╭─ Data for processing

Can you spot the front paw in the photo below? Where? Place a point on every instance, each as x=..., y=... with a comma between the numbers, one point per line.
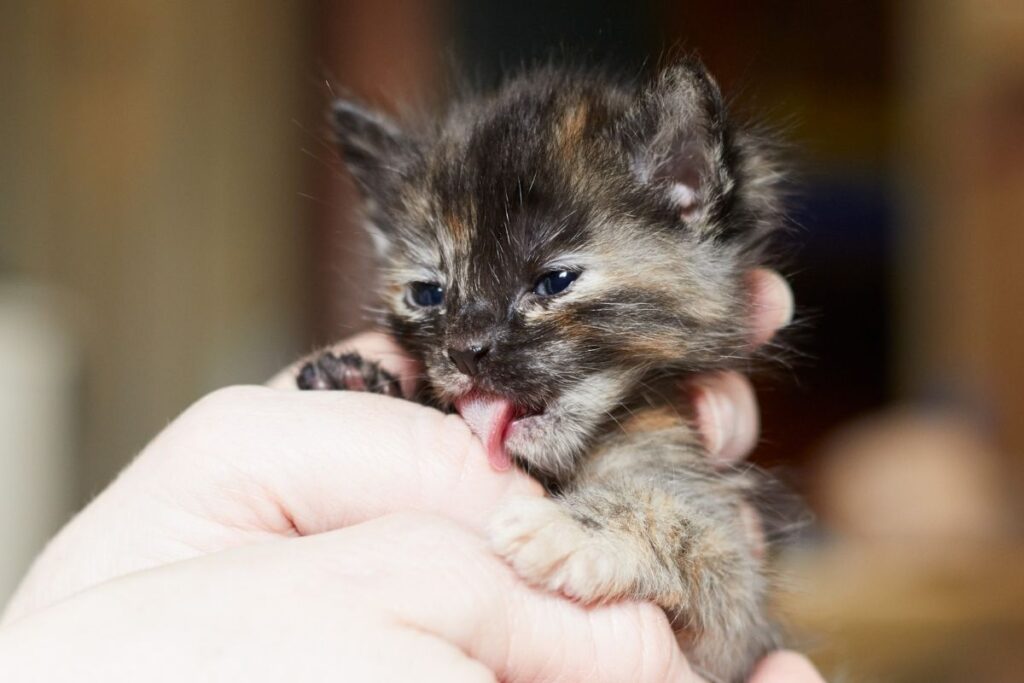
x=551, y=549
x=349, y=372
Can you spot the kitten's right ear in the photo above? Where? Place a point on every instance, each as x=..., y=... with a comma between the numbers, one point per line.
x=374, y=147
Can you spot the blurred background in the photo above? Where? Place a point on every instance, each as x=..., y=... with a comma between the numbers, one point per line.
x=173, y=219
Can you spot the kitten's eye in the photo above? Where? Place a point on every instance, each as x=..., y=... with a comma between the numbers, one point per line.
x=426, y=295
x=555, y=282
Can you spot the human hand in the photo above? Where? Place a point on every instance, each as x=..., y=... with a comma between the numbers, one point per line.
x=249, y=465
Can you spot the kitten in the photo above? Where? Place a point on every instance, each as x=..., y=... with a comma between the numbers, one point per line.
x=559, y=254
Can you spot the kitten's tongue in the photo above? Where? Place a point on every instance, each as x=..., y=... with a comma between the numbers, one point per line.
x=488, y=417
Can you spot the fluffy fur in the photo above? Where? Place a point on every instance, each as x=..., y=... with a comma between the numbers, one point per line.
x=659, y=204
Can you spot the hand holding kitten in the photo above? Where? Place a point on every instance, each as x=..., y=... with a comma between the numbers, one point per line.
x=188, y=562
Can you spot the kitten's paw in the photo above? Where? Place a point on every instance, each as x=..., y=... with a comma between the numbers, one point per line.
x=551, y=549
x=347, y=371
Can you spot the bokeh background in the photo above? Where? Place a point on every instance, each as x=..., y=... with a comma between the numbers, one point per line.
x=173, y=219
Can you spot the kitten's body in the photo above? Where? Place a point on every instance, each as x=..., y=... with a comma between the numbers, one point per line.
x=554, y=254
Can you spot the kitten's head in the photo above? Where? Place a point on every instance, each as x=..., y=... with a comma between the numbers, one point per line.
x=548, y=248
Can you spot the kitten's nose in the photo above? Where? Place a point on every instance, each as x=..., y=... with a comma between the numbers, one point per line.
x=467, y=359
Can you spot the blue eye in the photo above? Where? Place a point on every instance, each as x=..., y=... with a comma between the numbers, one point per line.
x=555, y=282
x=426, y=294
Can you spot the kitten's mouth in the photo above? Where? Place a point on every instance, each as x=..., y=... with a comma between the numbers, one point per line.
x=492, y=418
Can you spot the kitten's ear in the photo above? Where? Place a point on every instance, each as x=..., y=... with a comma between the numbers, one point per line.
x=678, y=128
x=374, y=147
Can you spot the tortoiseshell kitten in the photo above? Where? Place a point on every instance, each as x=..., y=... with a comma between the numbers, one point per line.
x=556, y=254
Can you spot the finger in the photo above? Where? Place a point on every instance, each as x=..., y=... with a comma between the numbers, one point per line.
x=785, y=667
x=726, y=414
x=351, y=457
x=771, y=304
x=461, y=593
x=372, y=346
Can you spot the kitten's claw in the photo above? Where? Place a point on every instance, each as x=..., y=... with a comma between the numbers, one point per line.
x=348, y=372
x=552, y=550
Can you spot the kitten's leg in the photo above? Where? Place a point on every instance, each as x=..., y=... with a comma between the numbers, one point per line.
x=347, y=371
x=648, y=519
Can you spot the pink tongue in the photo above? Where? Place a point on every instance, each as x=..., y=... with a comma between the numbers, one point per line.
x=488, y=418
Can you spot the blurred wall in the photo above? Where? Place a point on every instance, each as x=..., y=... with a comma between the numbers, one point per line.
x=152, y=173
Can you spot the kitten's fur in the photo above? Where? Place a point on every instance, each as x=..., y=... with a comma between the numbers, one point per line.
x=662, y=205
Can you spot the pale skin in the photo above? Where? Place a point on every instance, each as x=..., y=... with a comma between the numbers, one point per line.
x=270, y=535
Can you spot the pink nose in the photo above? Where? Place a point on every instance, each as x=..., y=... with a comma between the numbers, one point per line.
x=468, y=359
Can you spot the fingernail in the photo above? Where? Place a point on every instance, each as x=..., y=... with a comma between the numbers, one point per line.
x=773, y=304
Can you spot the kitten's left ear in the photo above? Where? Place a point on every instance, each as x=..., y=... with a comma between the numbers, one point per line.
x=679, y=131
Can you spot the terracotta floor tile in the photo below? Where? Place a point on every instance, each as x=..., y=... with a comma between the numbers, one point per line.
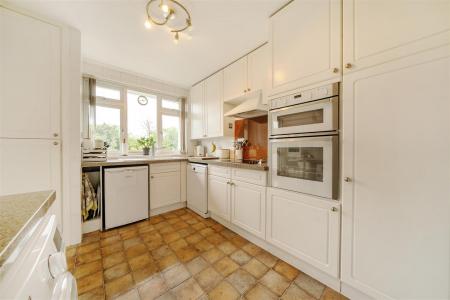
x=139, y=262
x=226, y=266
x=260, y=292
x=309, y=284
x=188, y=290
x=256, y=268
x=275, y=282
x=119, y=285
x=197, y=265
x=296, y=293
x=90, y=282
x=112, y=248
x=176, y=275
x=153, y=288
x=208, y=278
x=286, y=270
x=213, y=255
x=116, y=271
x=224, y=291
x=88, y=268
x=240, y=257
x=113, y=259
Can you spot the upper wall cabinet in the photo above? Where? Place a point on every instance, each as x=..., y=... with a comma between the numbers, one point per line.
x=305, y=41
x=381, y=31
x=30, y=80
x=247, y=74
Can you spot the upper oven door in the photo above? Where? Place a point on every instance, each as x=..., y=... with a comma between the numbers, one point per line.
x=316, y=116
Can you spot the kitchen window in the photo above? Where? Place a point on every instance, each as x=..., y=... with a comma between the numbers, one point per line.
x=124, y=114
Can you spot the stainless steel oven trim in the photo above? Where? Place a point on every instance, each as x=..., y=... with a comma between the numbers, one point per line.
x=334, y=122
x=334, y=158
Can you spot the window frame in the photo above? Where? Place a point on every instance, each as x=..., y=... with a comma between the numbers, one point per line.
x=122, y=105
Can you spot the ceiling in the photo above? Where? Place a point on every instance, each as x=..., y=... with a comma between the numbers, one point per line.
x=113, y=33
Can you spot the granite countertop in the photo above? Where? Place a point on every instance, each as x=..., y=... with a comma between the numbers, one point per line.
x=229, y=163
x=19, y=213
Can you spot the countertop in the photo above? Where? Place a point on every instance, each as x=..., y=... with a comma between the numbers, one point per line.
x=134, y=160
x=19, y=213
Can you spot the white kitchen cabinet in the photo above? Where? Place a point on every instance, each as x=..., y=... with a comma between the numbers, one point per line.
x=248, y=202
x=375, y=32
x=30, y=165
x=165, y=189
x=396, y=208
x=197, y=111
x=258, y=70
x=305, y=226
x=235, y=79
x=305, y=40
x=30, y=97
x=219, y=202
x=214, y=105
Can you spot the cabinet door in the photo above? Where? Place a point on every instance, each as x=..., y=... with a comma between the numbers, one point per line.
x=396, y=208
x=248, y=204
x=30, y=165
x=30, y=64
x=235, y=79
x=214, y=105
x=380, y=31
x=305, y=226
x=164, y=189
x=197, y=111
x=219, y=196
x=259, y=70
x=305, y=44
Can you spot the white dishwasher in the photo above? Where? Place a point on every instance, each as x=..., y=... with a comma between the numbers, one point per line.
x=126, y=195
x=197, y=188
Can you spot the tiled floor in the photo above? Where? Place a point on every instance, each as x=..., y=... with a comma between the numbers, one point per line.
x=179, y=255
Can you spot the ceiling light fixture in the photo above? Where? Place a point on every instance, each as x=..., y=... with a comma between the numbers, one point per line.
x=165, y=12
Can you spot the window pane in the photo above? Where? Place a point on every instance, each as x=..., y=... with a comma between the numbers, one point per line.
x=107, y=126
x=171, y=104
x=141, y=117
x=107, y=92
x=171, y=132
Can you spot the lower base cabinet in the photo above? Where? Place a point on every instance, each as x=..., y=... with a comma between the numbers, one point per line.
x=306, y=227
x=248, y=202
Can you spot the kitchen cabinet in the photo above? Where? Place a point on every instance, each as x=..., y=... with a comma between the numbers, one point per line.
x=248, y=202
x=305, y=226
x=396, y=212
x=197, y=111
x=219, y=197
x=305, y=42
x=249, y=73
x=165, y=184
x=375, y=32
x=30, y=96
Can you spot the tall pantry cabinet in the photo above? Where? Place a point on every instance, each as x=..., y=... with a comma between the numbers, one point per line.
x=39, y=110
x=396, y=145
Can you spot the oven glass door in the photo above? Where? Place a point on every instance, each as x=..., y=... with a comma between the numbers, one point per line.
x=307, y=165
x=308, y=117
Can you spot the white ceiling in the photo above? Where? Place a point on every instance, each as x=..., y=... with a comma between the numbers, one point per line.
x=113, y=33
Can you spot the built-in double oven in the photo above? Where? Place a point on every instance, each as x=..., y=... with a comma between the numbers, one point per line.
x=304, y=141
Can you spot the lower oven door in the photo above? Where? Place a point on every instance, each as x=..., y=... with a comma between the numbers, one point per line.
x=305, y=164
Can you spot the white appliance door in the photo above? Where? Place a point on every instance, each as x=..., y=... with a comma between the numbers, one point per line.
x=197, y=188
x=126, y=195
x=314, y=116
x=305, y=164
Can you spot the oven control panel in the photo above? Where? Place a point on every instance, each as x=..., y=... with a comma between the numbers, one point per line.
x=305, y=96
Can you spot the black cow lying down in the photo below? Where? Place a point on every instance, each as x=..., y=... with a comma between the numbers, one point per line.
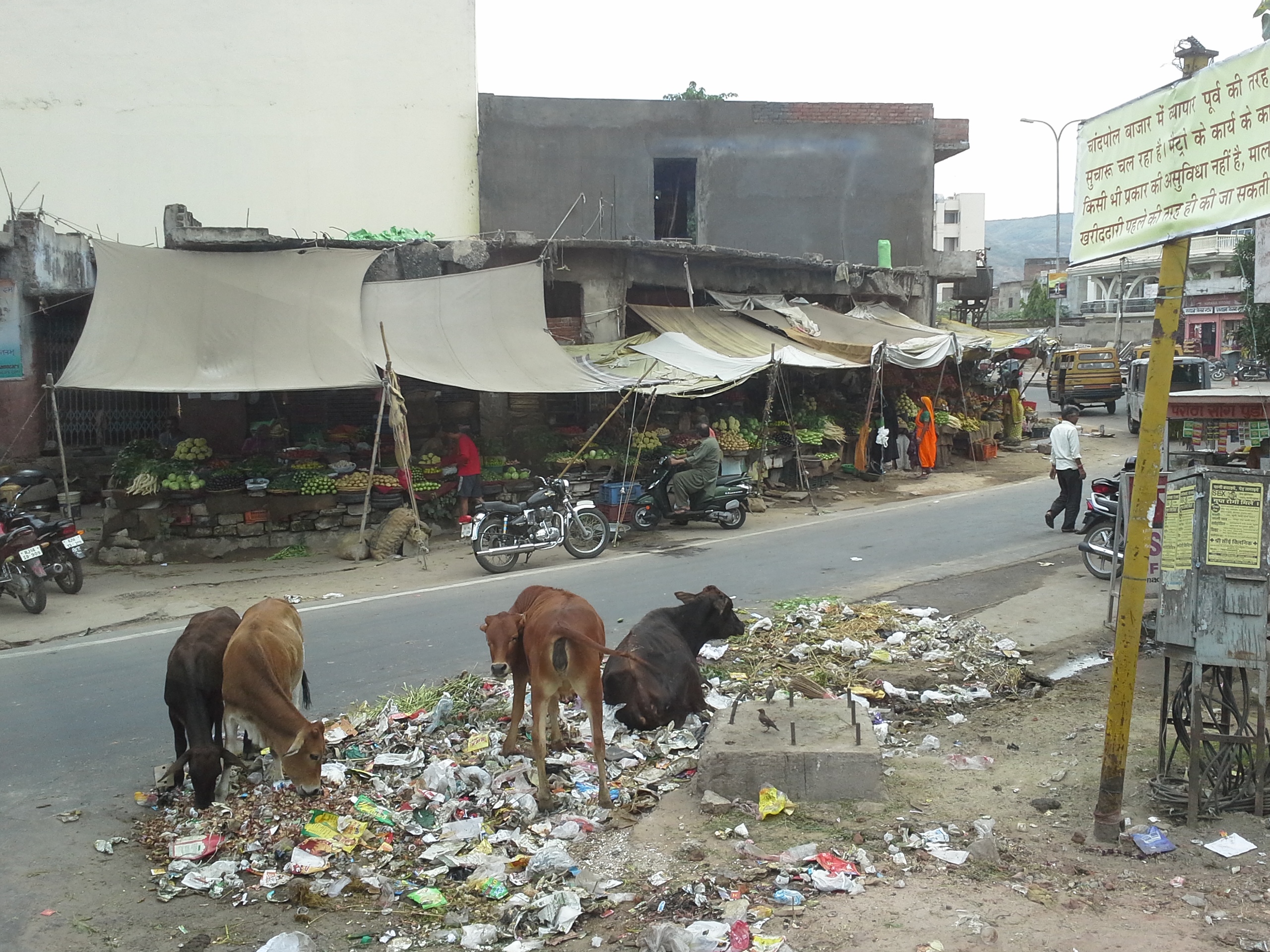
x=667, y=686
x=194, y=705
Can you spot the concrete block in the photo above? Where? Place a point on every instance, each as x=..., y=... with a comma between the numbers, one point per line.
x=738, y=760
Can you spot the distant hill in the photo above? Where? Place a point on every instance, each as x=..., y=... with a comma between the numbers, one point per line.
x=1012, y=240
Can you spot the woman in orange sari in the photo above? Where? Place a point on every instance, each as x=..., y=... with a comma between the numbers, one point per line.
x=926, y=438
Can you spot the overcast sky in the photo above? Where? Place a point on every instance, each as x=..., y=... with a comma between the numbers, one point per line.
x=991, y=62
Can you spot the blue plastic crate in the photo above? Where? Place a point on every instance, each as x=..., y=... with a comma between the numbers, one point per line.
x=620, y=493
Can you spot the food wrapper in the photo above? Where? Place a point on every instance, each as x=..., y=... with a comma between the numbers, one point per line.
x=427, y=898
x=772, y=803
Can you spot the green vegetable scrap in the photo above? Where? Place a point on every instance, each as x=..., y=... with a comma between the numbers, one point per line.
x=394, y=234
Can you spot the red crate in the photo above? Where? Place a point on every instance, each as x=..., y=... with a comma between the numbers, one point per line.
x=616, y=513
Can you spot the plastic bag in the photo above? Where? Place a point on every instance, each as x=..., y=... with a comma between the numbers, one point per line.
x=290, y=942
x=553, y=858
x=960, y=762
x=771, y=803
x=666, y=937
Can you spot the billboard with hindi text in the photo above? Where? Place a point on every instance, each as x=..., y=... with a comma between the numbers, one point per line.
x=1191, y=158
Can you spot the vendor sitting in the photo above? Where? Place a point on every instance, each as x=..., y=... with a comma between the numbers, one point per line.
x=701, y=473
x=261, y=443
x=1259, y=456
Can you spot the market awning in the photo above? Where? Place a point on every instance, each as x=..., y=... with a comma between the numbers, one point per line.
x=221, y=321
x=483, y=330
x=732, y=336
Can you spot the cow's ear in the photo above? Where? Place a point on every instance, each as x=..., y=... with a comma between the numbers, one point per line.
x=298, y=743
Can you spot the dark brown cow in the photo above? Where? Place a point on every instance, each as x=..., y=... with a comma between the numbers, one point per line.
x=552, y=640
x=193, y=695
x=264, y=669
x=666, y=686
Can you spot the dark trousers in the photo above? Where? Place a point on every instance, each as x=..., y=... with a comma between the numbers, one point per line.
x=1069, y=498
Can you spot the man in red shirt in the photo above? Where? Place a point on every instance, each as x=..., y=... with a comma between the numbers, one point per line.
x=466, y=460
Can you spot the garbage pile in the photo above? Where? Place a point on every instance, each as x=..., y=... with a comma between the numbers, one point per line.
x=422, y=814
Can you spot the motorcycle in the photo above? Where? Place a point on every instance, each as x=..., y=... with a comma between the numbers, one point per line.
x=502, y=532
x=1251, y=371
x=726, y=506
x=22, y=574
x=1099, y=526
x=36, y=490
x=62, y=542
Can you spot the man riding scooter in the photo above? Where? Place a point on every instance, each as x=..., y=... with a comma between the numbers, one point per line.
x=701, y=474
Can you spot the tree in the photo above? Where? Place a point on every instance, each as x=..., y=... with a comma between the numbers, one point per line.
x=1039, y=306
x=1253, y=336
x=697, y=93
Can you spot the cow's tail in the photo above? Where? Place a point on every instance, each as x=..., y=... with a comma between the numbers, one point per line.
x=578, y=639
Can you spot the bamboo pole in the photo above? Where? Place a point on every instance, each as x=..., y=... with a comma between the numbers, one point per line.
x=62, y=447
x=1133, y=583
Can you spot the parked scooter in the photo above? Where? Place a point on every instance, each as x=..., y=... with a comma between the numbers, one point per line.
x=726, y=506
x=1099, y=525
x=63, y=546
x=22, y=574
x=37, y=490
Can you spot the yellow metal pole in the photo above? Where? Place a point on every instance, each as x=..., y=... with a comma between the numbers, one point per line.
x=1137, y=549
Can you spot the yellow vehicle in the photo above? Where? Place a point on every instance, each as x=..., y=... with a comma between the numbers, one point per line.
x=1085, y=377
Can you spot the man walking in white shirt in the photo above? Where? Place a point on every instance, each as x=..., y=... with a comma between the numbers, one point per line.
x=1066, y=466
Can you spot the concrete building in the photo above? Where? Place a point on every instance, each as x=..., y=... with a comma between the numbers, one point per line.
x=1212, y=306
x=795, y=179
x=317, y=117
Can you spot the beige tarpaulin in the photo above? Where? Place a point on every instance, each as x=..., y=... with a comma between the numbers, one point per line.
x=483, y=330
x=223, y=321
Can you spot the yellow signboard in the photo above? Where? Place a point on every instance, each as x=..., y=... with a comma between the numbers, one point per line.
x=1235, y=525
x=1187, y=159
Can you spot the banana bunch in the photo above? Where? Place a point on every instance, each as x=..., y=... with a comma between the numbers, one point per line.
x=648, y=440
x=192, y=450
x=833, y=431
x=146, y=484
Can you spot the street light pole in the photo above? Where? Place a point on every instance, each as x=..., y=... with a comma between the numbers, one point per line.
x=1058, y=192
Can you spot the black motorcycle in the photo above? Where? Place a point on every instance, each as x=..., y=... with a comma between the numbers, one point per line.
x=62, y=543
x=726, y=506
x=502, y=532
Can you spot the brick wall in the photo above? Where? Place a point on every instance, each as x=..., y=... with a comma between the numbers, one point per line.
x=566, y=330
x=845, y=114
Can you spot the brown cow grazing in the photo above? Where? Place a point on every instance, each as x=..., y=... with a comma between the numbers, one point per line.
x=553, y=640
x=666, y=687
x=193, y=695
x=264, y=669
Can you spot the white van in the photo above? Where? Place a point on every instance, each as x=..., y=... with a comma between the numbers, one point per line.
x=1189, y=373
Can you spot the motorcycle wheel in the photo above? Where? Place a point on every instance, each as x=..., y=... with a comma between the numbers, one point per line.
x=587, y=535
x=492, y=536
x=645, y=518
x=32, y=595
x=1104, y=537
x=73, y=579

╰─

_Problem details_
Only the lines from the one with "Can you spot the motorcycle wheel" through the final line above belong in the answer, each reproduced word for word.

_Exercise response_
Can you spot the motorcycle wheel in the photo above? Where? Place a point on every instance, each as x=..., y=... with a comma between the numbers, one point per line.
x=587, y=535
x=492, y=536
x=645, y=518
x=32, y=595
x=1104, y=537
x=73, y=579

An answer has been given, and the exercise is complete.